--- Stated task ---
The output should consist solely of the line containing "Expected: for each instance of the calm" and the lines that follow it through the end of the data below.

--- Input for this task ---
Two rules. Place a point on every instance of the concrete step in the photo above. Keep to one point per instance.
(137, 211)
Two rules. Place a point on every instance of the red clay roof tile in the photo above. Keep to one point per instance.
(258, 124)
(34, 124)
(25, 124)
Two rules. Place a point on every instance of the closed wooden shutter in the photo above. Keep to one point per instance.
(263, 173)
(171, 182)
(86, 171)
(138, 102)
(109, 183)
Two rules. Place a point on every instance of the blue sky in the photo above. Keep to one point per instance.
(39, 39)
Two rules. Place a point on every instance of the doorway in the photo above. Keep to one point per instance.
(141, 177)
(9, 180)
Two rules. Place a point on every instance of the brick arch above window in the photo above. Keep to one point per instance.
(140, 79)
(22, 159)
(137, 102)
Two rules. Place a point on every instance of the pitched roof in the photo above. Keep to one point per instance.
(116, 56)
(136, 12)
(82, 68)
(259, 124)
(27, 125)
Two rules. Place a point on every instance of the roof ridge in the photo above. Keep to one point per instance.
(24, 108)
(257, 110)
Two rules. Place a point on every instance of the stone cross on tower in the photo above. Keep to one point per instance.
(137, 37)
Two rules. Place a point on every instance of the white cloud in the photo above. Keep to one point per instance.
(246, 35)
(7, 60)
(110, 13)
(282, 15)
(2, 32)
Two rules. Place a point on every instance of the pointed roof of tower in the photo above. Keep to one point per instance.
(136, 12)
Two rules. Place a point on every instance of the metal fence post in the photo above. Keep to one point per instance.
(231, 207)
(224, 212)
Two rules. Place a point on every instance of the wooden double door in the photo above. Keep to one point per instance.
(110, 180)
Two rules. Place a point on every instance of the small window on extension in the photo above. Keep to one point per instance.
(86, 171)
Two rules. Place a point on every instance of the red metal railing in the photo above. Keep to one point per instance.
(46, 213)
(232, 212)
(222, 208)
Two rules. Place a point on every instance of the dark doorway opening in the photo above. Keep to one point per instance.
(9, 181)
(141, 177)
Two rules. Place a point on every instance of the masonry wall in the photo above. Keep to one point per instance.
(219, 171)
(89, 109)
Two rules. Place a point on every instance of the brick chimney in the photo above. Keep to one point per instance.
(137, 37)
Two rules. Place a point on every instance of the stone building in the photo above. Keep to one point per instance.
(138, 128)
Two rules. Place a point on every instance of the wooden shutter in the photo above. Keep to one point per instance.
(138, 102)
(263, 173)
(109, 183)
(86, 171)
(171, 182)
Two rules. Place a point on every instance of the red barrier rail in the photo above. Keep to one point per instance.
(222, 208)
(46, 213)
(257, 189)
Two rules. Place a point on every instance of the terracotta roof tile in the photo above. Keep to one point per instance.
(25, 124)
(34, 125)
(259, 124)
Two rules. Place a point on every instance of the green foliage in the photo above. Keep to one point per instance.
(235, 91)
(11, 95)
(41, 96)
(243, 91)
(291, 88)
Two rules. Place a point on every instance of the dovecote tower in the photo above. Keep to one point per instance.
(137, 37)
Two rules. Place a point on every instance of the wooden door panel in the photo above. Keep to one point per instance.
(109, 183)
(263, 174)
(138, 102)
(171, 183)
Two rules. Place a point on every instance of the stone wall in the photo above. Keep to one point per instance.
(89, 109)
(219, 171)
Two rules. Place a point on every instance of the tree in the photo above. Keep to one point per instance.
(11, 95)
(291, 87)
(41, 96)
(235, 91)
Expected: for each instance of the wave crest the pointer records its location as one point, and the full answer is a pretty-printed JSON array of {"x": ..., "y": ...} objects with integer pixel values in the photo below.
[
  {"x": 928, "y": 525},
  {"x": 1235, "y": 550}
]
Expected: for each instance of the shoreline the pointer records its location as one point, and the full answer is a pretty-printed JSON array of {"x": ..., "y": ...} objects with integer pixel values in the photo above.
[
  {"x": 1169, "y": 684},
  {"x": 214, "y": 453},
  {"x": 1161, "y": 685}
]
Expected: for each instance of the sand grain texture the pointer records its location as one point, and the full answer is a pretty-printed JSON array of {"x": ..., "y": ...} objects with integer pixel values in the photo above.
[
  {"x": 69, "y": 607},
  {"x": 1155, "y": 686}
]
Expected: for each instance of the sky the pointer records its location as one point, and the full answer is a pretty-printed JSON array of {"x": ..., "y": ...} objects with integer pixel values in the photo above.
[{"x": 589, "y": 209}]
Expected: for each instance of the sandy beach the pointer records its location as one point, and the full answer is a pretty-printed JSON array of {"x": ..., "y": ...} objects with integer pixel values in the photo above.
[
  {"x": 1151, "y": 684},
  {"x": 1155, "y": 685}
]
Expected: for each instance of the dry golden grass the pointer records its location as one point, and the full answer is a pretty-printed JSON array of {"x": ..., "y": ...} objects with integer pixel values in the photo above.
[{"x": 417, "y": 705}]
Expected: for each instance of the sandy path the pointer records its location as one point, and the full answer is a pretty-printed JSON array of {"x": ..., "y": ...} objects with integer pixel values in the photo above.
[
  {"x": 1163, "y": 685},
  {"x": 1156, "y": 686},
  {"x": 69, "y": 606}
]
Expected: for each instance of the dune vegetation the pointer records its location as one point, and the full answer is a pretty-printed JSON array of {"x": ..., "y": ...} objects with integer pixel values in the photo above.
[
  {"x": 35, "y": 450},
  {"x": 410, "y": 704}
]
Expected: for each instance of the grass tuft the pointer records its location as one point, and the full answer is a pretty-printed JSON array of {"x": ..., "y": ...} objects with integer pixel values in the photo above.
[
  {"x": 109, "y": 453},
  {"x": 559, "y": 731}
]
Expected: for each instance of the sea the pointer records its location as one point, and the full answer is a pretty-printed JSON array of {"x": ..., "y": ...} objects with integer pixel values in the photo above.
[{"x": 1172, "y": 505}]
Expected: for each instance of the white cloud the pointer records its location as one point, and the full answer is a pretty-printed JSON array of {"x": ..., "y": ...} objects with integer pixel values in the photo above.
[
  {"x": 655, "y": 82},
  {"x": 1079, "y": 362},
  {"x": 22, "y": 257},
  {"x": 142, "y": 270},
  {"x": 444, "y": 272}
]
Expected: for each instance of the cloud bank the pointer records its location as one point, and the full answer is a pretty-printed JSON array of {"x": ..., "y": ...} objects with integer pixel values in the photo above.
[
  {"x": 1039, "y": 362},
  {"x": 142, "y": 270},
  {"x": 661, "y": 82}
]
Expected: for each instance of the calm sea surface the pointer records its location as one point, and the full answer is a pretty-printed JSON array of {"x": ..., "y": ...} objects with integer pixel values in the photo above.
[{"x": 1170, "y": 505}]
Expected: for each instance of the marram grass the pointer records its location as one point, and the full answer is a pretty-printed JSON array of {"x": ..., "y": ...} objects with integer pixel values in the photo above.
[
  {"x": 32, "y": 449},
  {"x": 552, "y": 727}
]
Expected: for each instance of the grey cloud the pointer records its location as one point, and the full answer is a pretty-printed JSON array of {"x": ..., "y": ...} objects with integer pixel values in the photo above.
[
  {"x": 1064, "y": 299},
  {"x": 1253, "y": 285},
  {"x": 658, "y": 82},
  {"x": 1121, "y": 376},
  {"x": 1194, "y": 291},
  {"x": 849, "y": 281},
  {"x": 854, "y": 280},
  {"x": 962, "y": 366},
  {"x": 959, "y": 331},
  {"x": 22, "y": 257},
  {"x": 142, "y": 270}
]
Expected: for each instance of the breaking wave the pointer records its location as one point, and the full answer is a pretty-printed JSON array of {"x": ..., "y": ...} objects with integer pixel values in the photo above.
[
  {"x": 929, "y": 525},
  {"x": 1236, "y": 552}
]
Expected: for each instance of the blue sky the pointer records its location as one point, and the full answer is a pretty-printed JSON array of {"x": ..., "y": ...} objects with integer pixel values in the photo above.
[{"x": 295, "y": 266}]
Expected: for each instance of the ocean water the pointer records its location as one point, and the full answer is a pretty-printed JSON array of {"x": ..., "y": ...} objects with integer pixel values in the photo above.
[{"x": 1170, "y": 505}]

--- Written solution ---
Expected: for each instance of the calm sea surface the pointer records its location as one point, and the full answer is a pretty-printed JSON array of {"x": ..., "y": ...} objects with integer pixel values in the photo above.
[{"x": 1170, "y": 505}]
Expected: for each instance of the marram grass the pointer records its location as one point, and the full answer is a pretty-printed JSON array of {"x": ..., "y": ...} objects with integer pixel values in the photo above.
[
  {"x": 32, "y": 449},
  {"x": 552, "y": 727}
]
Expected: for each instance of the grey cloud the pointer records its location as one point, and the full answer is a pretty-printed JSON array of {"x": ..., "y": ...} objects with integer pixel values in the photo above.
[
  {"x": 1064, "y": 299},
  {"x": 1253, "y": 285},
  {"x": 658, "y": 82},
  {"x": 1121, "y": 376},
  {"x": 1194, "y": 291},
  {"x": 849, "y": 281},
  {"x": 854, "y": 280},
  {"x": 962, "y": 366},
  {"x": 959, "y": 331},
  {"x": 22, "y": 257},
  {"x": 142, "y": 270}
]
Expected: for each instance of the breaking wave the pointer records its location as one point, and the full answer is a pretty-printed JSON array of {"x": ..., "y": ...} objects with integer pixel values in the photo above.
[
  {"x": 929, "y": 525},
  {"x": 1236, "y": 552}
]
Expected: for each instance of the blue sky the pointer records its location as one point, and the full answer is a pretty-printed JSON array of {"x": ..., "y": ...} objects with integer pixel values in the photo above.
[{"x": 295, "y": 266}]
Expected: for each instance of the ocean water the pointer records its location as one point, and the full answer is a pretty-printed JSON array of {"x": ..., "y": ...} objects with integer pixel values in the photo above.
[{"x": 1170, "y": 505}]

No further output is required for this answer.